----- TEXT TO READ

Small decisions can have major impact
With the passing of last month's spring NCAA recruiting weekend it seems an appropriate time to share a few thoughts about some observed behaviors and offer up an important reminder for players, parents and club coaches before July and the next exposure period rolls around.
The reality of the NCAA recruiting calendar is that there are just 26 days of nonscholastic evaluation opportunities for Division I coaches between one high-school season and the next. With so few days and the enormous emphasis now placed on club basketball performance, college coaches are making recruiting decisions based on very limited observations. Sure, they'll babysit the players they know and in whom they already are interested, but they simply don't have the time or willingness to watch marginal play, unfocused athletes or immature and undisciplined behavior.
Today, more than ever, coaches have much more on the line with every recruiting decision they make. Winning and job security are self-explanatory interests, but the recruiting environment has changed. Now the wrong call on a prospect has a farther reaching impact than at any time in the past. Women's basketball maintains the highest public profile that it has ever enjoyed -- plus the budgets and expectations to match. The need to find the "complete package" of athletics, academics and personal character in a prospect may have evolved from a desire into an absolute necessity.
The "Butterfly Effect" is most often utilized when discussing chaos theory or weather prediction. The theory is that the smallest behavior on one end can cumulatively lead to enormous impact and results at the other. The example most often cited is a butterfly flapping its wings in Africa, triggering a chain of events ultimately leading to a hurricane halfway around the world. It's no different in the recruiting process. The simplest, seemingly small or even one-time behavior could have a far reaching impact on an athlete's collegiate options and future. Recruits, their families and coaches would be well served to embrace that mentality every time they walk in the gym this July.

----------

PROBLEMS AND TASKS:
(1) In the recruiting article, how would the passage between "Today, more than" and "an absolute necessity.", inclusive, read if you changed "prospect" to "recruit"?
(2) Could you continue the article on NCAA recruiting from where it stops?
The lines that come next have no connection to the recruiting article.

----- EXTRACTED DATA

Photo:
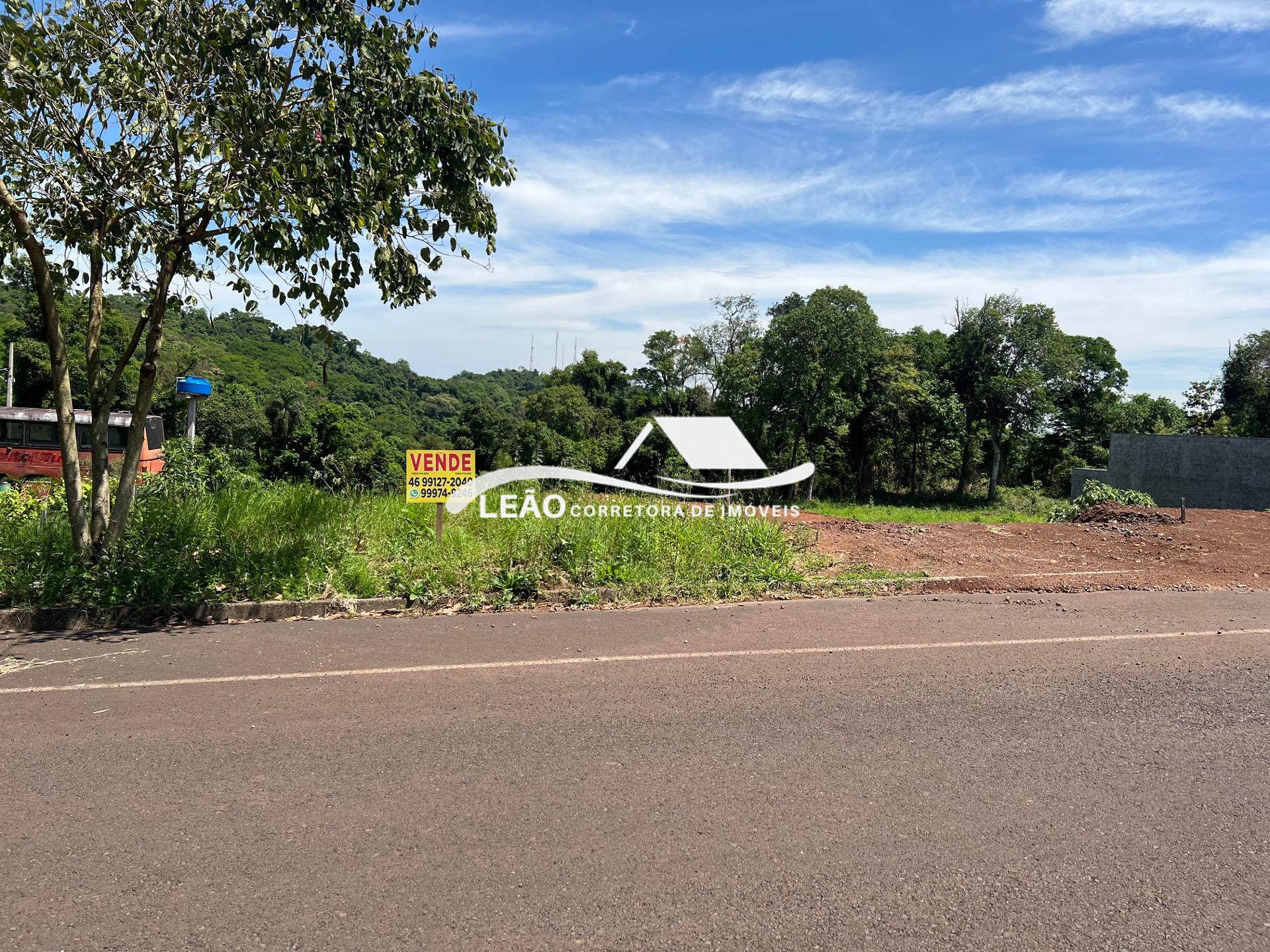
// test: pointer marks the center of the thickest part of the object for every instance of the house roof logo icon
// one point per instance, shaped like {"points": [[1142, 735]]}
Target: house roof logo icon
{"points": [[704, 442]]}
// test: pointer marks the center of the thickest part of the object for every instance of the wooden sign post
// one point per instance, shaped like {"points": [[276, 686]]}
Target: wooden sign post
{"points": [[433, 475]]}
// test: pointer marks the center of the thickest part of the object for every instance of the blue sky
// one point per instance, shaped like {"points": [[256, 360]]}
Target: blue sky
{"points": [[1104, 157]]}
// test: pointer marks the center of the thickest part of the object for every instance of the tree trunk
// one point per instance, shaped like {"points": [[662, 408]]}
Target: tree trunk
{"points": [[142, 407], [63, 400], [964, 479], [994, 475], [99, 404]]}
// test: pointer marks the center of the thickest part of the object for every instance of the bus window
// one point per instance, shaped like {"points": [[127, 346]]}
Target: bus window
{"points": [[42, 434], [154, 432]]}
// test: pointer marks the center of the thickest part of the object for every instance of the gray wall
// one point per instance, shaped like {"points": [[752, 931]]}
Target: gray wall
{"points": [[1212, 473]]}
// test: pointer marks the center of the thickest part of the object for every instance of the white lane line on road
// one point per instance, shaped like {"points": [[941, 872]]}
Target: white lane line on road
{"points": [[1031, 575], [607, 659], [12, 666]]}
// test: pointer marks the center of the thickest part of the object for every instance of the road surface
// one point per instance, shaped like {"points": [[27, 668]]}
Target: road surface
{"points": [[1074, 772]]}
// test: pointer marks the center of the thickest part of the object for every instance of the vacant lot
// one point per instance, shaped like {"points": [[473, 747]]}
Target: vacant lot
{"points": [[1213, 550]]}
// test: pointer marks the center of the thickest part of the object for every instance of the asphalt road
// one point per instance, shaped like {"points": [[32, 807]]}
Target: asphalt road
{"points": [[958, 772]]}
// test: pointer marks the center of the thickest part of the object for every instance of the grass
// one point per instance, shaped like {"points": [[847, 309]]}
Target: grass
{"points": [[1014, 506], [298, 542]]}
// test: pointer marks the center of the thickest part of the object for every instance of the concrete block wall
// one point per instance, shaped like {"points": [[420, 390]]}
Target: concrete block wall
{"points": [[1212, 473]]}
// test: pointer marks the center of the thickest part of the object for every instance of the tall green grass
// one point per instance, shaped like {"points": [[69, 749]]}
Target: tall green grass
{"points": [[295, 541], [1015, 506]]}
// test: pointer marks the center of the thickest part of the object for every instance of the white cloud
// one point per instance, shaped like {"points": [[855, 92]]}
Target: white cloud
{"points": [[833, 91], [643, 187], [501, 30], [1167, 313], [1089, 19], [1198, 107]]}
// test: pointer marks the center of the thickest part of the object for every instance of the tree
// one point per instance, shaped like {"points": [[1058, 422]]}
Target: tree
{"points": [[1143, 413], [1202, 401], [669, 367], [157, 143], [1002, 354], [817, 358], [712, 344], [1246, 385]]}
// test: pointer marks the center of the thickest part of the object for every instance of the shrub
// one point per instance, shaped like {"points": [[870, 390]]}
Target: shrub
{"points": [[1096, 493]]}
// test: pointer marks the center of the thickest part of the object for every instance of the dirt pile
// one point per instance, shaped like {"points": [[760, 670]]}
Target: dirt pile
{"points": [[1115, 547], [1132, 514]]}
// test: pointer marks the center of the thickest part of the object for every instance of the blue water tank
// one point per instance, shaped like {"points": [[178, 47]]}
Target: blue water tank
{"points": [[194, 387]]}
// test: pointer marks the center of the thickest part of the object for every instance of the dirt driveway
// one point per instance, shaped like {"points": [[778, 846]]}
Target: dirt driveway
{"points": [[1214, 549]]}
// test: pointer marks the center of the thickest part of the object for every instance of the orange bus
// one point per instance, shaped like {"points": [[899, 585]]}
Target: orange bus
{"points": [[30, 448]]}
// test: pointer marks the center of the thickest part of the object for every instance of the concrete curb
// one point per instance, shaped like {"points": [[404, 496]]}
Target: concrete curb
{"points": [[89, 619], [204, 614]]}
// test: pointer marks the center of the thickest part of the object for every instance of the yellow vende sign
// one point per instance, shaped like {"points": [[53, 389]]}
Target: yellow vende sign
{"points": [[432, 475]]}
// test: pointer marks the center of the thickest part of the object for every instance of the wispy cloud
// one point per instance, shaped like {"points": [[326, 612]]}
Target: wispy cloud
{"points": [[1198, 107], [497, 30], [1089, 19], [832, 91], [646, 186], [1193, 302]]}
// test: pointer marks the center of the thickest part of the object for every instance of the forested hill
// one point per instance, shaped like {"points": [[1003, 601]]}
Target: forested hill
{"points": [[1007, 393], [299, 401]]}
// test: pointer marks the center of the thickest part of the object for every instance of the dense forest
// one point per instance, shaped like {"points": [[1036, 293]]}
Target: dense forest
{"points": [[1003, 395]]}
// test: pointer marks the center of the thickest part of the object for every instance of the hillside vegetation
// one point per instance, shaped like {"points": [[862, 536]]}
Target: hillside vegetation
{"points": [[890, 415]]}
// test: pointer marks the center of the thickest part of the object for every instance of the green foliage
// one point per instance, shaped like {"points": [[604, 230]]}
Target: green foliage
{"points": [[1096, 493], [173, 141], [194, 541], [1016, 504], [21, 504]]}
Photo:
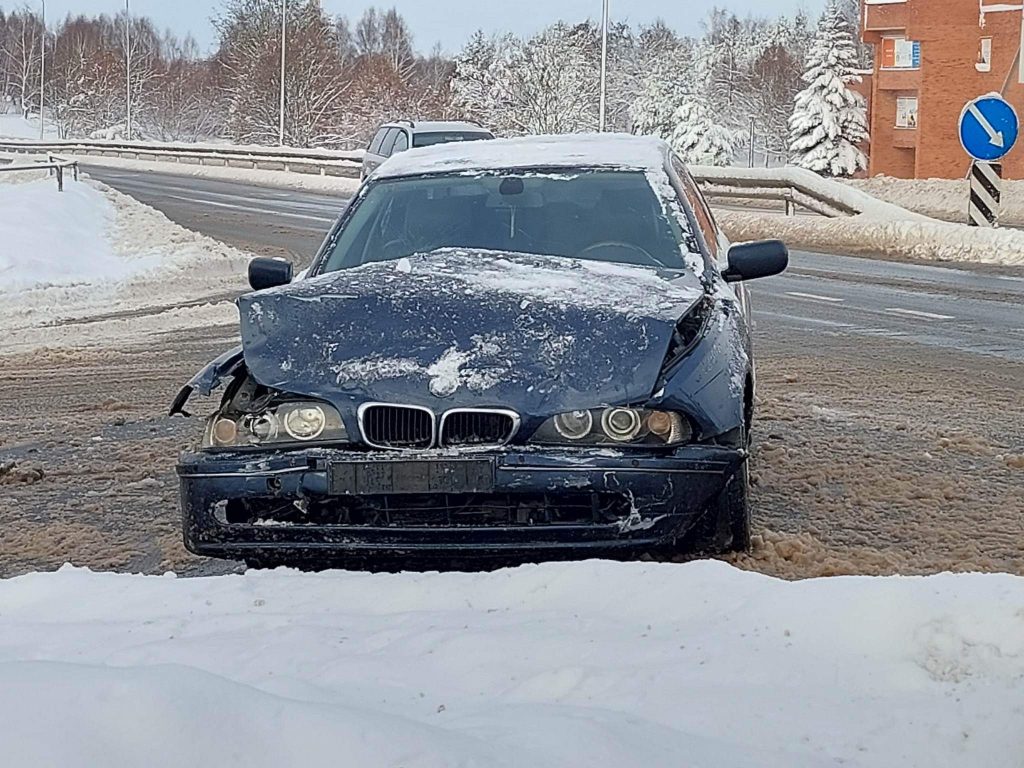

----------

PER-TASK ANSWERS:
(1)
Today, more than ever, coaches have much more on the line with every recruiting decision they make. Winning and job security are self-explanatory interests, but the recruiting environment has changed. Now the wrong call on a recruit has a farther reaching impact than at any time in the past. Women's basketball maintains the highest public profile that it has ever enjoyed -- plus the budgets and expectations to match. The need to find the "complete package" of athletics, academics and personal character in a recruit may have evolved from a desire into an absolute necessity.

(2)
Obviously, the basketball itself is the gateway standard to a player's recruitment. It's a given that if the player's game isn't up to the standards recruiters are looking for nothing else is really going to matter. At the same time, unless you're hanging on the rim like Brittney Griner or dominating the floor like Maya Moore, recruiters are going to be looking for more than just results on a stat sheet. Just because someone happens to play well doesn't automatically mean the phone will be ringing, the inbox will be full and a multitude of offers will be coming her way.
Last month I observed first-hand one college coach's willingness to pass on a talented prospect based on her behavior coming out of a game and on the bench afterward. It doesn't mean a scholarship offer would have been forthcoming or even that the player would have had an interest in that specific program. However, because of some childish antics and disrespectful responses to her coach and teammates, the possibilities ended then and there. What's worse is that numerous college coaches were sitting immediately adjacent to the bench and took in all the action, on and off the floor. Apparently the athlete didn't notice or, worse yet, didn't care. The coach left at halftime.
I also know of two examples of college coaches making the observation that an athlete couldn't play for them simply because of their tattoos. Not because they had them, but due to the very prominent placement and size of the artwork. Individualism and ink aren't the issue, representation is. Every coach envisions the athletes they're recruiting playing in their uniform and acting as an ambassador for their program on campus and in the community. Right or wrong, the school colors tend to be received better on a warmup rather than your skin.
You would think this would be obvious, but if someone says "can you hear me now?" in the gym, it's important that they be talking about stopping the ball on the break or switching defenders on a screen. No cell phone should ever see the light of day anywhere near the bench. Unfortunately last month a lot of coaches and evaluators were talking about a high-profile prospect who went to the bench and dug the phone out of her bag while the game was still going on. I don't know any coaches who would pass on this particular young lady on that basis alone but the call became the topic of conversation rather than her play. A less-established recruit might raise some red flags about her focus by reaching out and touching someone from the bench.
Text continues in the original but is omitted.